Task to carry out: Could you rewrite the records below with "ring rule" changed to "fill rule" and everything else left the same?

Input for this task:
───
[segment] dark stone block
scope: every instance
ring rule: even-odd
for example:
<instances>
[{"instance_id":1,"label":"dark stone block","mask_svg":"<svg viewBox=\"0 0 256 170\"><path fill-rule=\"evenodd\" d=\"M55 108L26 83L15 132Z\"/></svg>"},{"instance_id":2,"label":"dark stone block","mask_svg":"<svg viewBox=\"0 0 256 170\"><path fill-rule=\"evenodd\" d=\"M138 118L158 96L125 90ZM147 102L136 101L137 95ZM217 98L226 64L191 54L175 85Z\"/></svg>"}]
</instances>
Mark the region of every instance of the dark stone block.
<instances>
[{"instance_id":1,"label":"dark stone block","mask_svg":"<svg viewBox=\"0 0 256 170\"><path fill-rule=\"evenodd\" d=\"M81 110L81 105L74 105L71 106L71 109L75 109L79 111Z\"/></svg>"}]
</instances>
───
Full output:
[segment] dark stone block
scope: every instance
fill rule: even-odd
for example:
<instances>
[{"instance_id":1,"label":"dark stone block","mask_svg":"<svg viewBox=\"0 0 256 170\"><path fill-rule=\"evenodd\" d=\"M55 108L26 83L15 132Z\"/></svg>"},{"instance_id":2,"label":"dark stone block","mask_svg":"<svg viewBox=\"0 0 256 170\"><path fill-rule=\"evenodd\" d=\"M138 118L158 96L125 90ZM147 102L136 101L137 95ZM217 98L226 64L191 54L175 85Z\"/></svg>"}]
</instances>
Mark the region of every instance of the dark stone block.
<instances>
[{"instance_id":1,"label":"dark stone block","mask_svg":"<svg viewBox=\"0 0 256 170\"><path fill-rule=\"evenodd\" d=\"M81 110L81 105L74 105L71 106L71 109L75 109L79 111Z\"/></svg>"}]
</instances>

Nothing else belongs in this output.